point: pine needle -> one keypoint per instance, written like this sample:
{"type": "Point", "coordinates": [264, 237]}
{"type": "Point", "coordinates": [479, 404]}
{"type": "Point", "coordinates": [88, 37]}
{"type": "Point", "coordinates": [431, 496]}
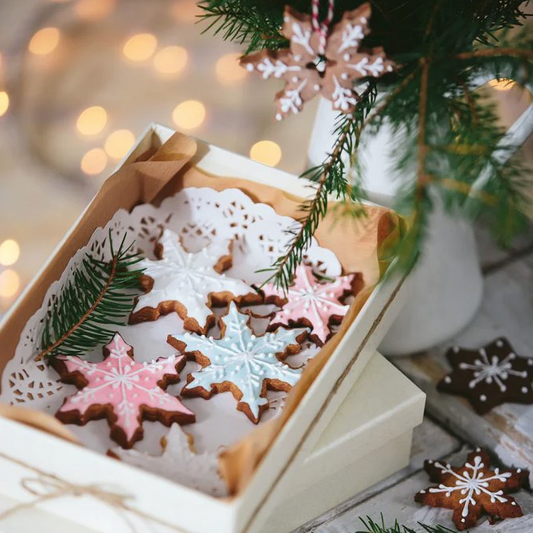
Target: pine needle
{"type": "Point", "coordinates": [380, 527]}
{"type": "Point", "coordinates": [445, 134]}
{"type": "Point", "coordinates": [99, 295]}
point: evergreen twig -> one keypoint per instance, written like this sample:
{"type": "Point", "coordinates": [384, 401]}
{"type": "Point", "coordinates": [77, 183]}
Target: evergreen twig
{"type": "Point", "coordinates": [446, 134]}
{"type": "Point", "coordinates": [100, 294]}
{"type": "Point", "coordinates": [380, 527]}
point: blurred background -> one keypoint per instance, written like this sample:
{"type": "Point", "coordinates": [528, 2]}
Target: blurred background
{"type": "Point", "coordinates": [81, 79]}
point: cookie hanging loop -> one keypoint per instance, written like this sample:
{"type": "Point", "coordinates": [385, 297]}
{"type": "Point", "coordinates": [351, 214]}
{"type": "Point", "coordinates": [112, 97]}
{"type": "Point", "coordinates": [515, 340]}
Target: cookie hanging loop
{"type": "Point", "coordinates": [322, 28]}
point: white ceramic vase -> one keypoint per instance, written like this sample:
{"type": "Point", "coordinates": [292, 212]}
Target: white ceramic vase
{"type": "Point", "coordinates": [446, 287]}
##########
### The problem:
Update all of the rows above by changing every "pine needle" to "fir needle" and leaving everything else as it is. Leave the pictures out of your answer.

### Result for this exercise:
point: fir needle -> one keypoint per instance, written like this sample:
{"type": "Point", "coordinates": [264, 237]}
{"type": "Point", "coordinates": [479, 404]}
{"type": "Point", "coordinates": [88, 37]}
{"type": "Point", "coordinates": [431, 496]}
Target: fir needle
{"type": "Point", "coordinates": [380, 527]}
{"type": "Point", "coordinates": [445, 134]}
{"type": "Point", "coordinates": [99, 295]}
point: evergreen twig -> one keypoint per instance, written like this sample:
{"type": "Point", "coordinates": [384, 401]}
{"type": "Point", "coordinates": [77, 183]}
Target: evergreen twig
{"type": "Point", "coordinates": [446, 134]}
{"type": "Point", "coordinates": [100, 294]}
{"type": "Point", "coordinates": [380, 527]}
point: blurred background -> one keypoint per instance, written like this sample:
{"type": "Point", "coordinates": [528, 2]}
Target: blurred background
{"type": "Point", "coordinates": [81, 79]}
point: cookie hanging loop -> one keypoint per instance, written like this sample:
{"type": "Point", "coordinates": [385, 297]}
{"type": "Point", "coordinates": [351, 214]}
{"type": "Point", "coordinates": [112, 97]}
{"type": "Point", "coordinates": [515, 340]}
Target: cookie hanging loop
{"type": "Point", "coordinates": [322, 28]}
point: white ceramic vase -> one keypoint per instance, written like this sample:
{"type": "Point", "coordinates": [292, 212]}
Target: white ceramic vase
{"type": "Point", "coordinates": [446, 287]}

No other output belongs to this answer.